[Records from a data source]
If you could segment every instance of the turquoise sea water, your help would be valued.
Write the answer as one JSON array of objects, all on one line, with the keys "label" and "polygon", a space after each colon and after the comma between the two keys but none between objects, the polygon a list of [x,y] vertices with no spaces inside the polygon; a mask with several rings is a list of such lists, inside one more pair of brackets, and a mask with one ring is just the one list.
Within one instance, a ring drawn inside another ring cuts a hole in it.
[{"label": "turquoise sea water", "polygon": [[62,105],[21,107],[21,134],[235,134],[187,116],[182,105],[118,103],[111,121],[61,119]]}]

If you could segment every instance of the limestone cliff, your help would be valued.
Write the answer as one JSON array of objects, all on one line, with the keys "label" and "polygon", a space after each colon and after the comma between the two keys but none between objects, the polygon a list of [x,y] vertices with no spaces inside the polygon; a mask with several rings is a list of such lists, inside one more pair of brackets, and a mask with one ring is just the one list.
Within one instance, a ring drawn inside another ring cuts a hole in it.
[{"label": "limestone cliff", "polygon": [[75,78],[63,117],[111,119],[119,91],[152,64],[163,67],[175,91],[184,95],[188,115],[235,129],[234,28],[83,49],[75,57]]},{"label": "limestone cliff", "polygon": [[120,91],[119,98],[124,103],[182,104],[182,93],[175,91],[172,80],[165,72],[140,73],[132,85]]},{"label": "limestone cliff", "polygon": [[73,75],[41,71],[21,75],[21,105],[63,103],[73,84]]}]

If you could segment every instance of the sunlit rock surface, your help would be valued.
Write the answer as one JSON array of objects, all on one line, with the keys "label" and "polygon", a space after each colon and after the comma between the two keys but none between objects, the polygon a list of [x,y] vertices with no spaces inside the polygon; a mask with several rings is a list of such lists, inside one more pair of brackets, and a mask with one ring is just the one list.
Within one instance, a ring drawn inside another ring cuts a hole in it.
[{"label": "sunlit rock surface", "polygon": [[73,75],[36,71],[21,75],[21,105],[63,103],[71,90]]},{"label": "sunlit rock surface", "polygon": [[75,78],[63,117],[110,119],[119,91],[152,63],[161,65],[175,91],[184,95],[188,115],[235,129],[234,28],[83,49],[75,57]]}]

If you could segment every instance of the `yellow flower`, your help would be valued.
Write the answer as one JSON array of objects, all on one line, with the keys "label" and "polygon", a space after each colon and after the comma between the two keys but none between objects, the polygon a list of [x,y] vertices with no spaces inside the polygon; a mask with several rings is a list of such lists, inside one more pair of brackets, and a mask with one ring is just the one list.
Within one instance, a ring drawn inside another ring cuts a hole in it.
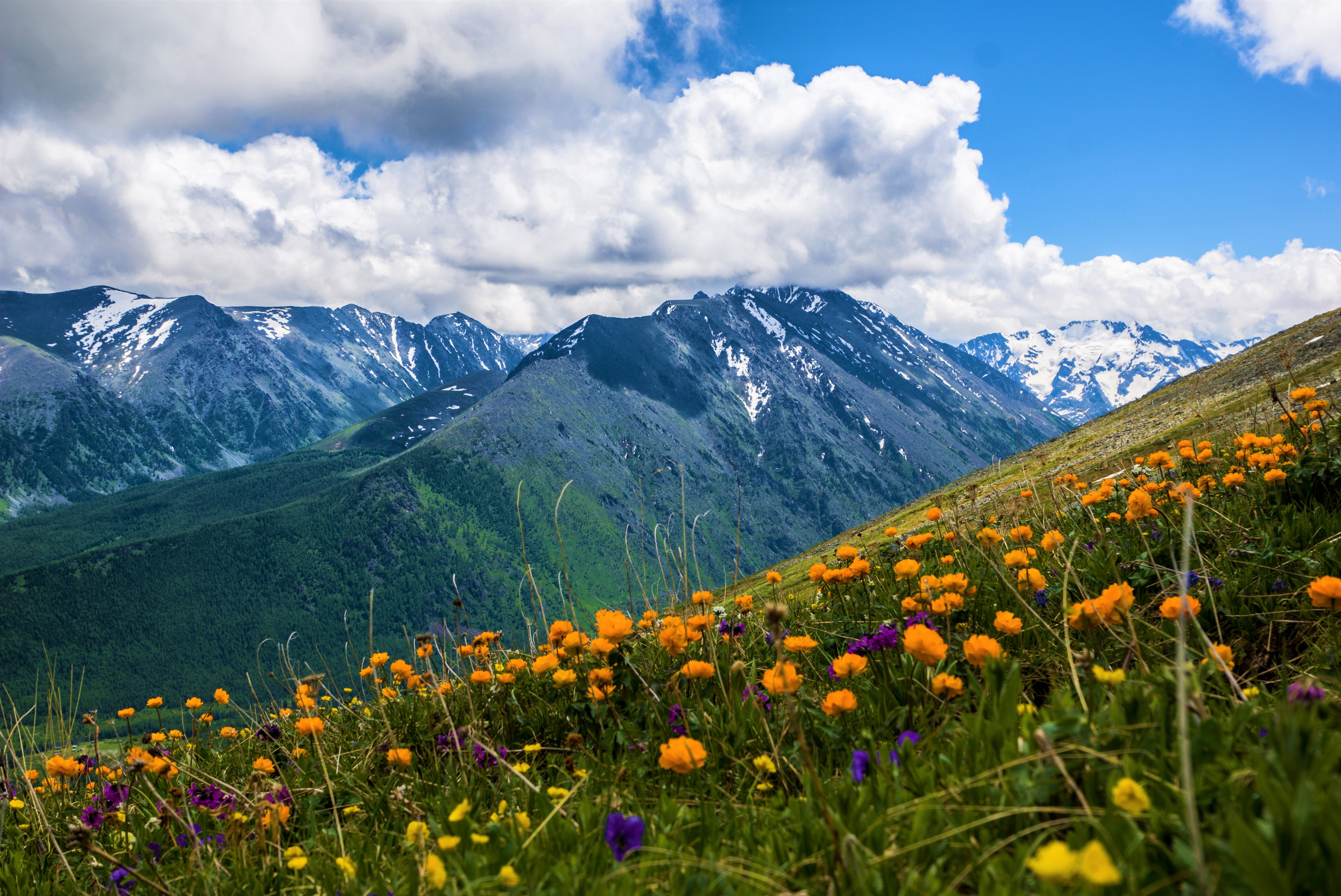
[{"label": "yellow flower", "polygon": [[1151,798],[1145,795],[1145,787],[1132,778],[1122,778],[1109,794],[1113,805],[1130,816],[1140,816],[1151,807]]},{"label": "yellow flower", "polygon": [[1045,884],[1069,884],[1080,873],[1080,854],[1061,840],[1053,840],[1039,846],[1025,865]]},{"label": "yellow flower", "polygon": [[701,769],[707,759],[707,750],[693,738],[670,738],[668,743],[661,744],[661,758],[657,763],[662,769],[684,775]]},{"label": "yellow flower", "polygon": [[825,715],[837,719],[842,714],[852,712],[857,708],[857,695],[846,688],[842,691],[831,691],[829,696],[825,697],[825,702],[819,708],[825,711]]},{"label": "yellow flower", "polygon": [[443,864],[437,853],[429,853],[424,860],[424,877],[433,889],[447,887],[447,865]]},{"label": "yellow flower", "polygon": [[1121,684],[1126,680],[1126,672],[1122,669],[1105,669],[1101,667],[1093,667],[1094,680],[1100,684]]},{"label": "yellow flower", "polygon": [[566,688],[578,680],[578,673],[573,669],[559,669],[551,676],[551,679],[554,680],[554,687]]},{"label": "yellow flower", "polygon": [[1085,883],[1094,887],[1112,887],[1122,883],[1122,872],[1117,871],[1117,865],[1109,858],[1104,844],[1097,840],[1089,841],[1081,850],[1080,872]]},{"label": "yellow flower", "polygon": [[833,661],[835,679],[850,679],[866,671],[868,660],[860,653],[843,653]]}]

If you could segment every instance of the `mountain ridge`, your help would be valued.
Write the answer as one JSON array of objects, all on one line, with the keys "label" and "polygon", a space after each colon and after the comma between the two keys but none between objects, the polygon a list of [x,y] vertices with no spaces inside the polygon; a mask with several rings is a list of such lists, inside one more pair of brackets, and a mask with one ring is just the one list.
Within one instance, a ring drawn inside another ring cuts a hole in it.
[{"label": "mountain ridge", "polygon": [[988,333],[959,347],[1078,424],[1258,341],[1172,339],[1148,325],[1096,319],[1071,321],[1057,331]]}]

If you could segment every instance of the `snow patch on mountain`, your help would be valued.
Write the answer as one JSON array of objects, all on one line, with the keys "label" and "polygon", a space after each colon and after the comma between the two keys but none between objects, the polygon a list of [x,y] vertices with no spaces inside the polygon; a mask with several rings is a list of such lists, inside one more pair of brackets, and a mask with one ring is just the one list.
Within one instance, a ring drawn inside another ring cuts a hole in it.
[{"label": "snow patch on mountain", "polygon": [[1140,323],[1073,321],[1055,331],[990,333],[959,347],[1081,424],[1257,341],[1193,342]]}]

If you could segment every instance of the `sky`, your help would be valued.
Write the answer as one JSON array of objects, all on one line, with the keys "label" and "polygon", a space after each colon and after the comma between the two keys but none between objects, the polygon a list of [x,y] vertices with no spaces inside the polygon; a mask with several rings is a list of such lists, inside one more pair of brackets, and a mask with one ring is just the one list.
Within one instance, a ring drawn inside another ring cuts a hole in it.
[{"label": "sky", "polygon": [[797,283],[951,342],[1341,304],[1330,0],[0,15],[0,288],[524,333]]}]

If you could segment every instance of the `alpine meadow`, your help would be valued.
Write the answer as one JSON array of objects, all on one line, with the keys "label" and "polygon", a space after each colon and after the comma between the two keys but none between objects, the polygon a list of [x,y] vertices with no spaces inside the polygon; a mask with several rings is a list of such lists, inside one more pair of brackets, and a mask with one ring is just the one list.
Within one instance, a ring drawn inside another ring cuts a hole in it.
[{"label": "alpine meadow", "polygon": [[1341,893],[1334,1],[0,11],[0,896]]}]

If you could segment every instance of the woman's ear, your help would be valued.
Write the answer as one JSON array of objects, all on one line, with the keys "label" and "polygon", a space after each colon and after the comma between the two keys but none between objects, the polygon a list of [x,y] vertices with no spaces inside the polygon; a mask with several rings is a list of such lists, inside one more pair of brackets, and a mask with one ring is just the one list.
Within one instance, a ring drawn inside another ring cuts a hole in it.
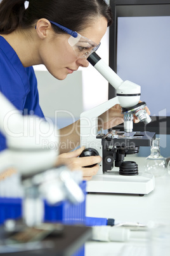
[{"label": "woman's ear", "polygon": [[51,24],[46,18],[41,18],[36,24],[36,29],[39,37],[44,39],[51,30]]}]

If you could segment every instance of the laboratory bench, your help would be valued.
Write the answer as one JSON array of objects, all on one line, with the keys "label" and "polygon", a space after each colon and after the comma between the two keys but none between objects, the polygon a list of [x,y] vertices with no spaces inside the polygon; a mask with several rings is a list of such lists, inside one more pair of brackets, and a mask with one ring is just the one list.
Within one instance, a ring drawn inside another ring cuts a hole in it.
[{"label": "laboratory bench", "polygon": [[[135,160],[138,164],[139,172],[144,171],[145,159],[130,157],[131,160]],[[167,173],[162,177],[155,178],[154,190],[144,196],[88,194],[86,216],[114,218],[120,222],[140,222],[147,225],[155,223],[169,224],[169,199],[170,175]],[[155,254],[155,256],[170,255],[170,230],[169,231],[168,254]],[[88,241],[85,245],[85,256],[152,256],[149,252],[150,246],[149,239],[133,239],[126,242]],[[136,252],[132,252],[132,248],[136,248]]]}]

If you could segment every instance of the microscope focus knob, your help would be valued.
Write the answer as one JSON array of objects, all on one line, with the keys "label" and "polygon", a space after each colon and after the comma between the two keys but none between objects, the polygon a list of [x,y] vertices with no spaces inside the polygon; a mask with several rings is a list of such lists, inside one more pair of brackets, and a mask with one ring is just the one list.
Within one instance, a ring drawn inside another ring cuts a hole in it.
[{"label": "microscope focus knob", "polygon": [[[79,157],[96,157],[99,155],[99,153],[96,150],[93,148],[87,148],[84,150],[79,155]],[[85,167],[93,167],[96,164],[92,164],[91,166],[84,166]]]}]

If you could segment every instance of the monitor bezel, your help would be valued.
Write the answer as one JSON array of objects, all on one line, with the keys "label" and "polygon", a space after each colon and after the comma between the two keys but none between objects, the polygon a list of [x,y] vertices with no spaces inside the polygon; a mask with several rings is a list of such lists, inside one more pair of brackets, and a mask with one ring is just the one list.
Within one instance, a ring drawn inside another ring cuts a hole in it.
[{"label": "monitor bezel", "polygon": [[[170,16],[170,0],[110,0],[113,23],[109,31],[109,66],[117,72],[117,32],[118,17]],[[116,92],[108,86],[108,99],[115,97]],[[133,131],[155,132],[157,134],[170,134],[170,117],[151,117],[152,122],[134,124]],[[114,129],[123,130],[123,124]]]}]

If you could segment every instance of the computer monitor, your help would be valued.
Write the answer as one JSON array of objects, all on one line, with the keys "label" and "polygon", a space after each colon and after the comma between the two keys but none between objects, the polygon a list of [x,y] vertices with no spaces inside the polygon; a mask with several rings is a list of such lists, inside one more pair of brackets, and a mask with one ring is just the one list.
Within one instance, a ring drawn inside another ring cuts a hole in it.
[{"label": "computer monitor", "polygon": [[[141,86],[141,100],[151,112],[151,123],[134,124],[133,131],[170,134],[170,1],[110,0],[110,5],[109,66]],[[115,96],[109,85],[109,98]]]}]

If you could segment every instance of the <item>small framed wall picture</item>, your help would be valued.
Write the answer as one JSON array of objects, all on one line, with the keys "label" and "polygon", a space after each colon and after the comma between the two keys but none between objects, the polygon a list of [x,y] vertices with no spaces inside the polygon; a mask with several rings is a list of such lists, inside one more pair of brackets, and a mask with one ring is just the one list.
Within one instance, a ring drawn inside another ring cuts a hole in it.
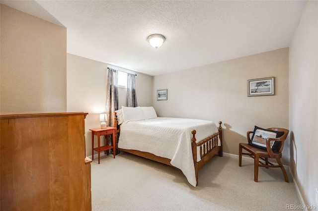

WORK TO COMPLETE
Collect every line of the items above that contains the string "bezel", copying each such line in full. Treat the match as case-sensitive.

SOLUTION TO THIS EXERCISE
If you could segment every instance of the monitor bezel, your help would be valued.
[{"label": "monitor bezel", "polygon": [[[170,16],[170,0],[110,0],[113,23],[109,31],[109,66],[117,72],[117,32],[118,17]],[[116,92],[108,86],[108,99],[115,97]],[[133,131],[155,132],[157,134],[170,134],[170,117],[151,117],[152,122],[134,124]],[[114,129],[123,130],[123,124]]]}]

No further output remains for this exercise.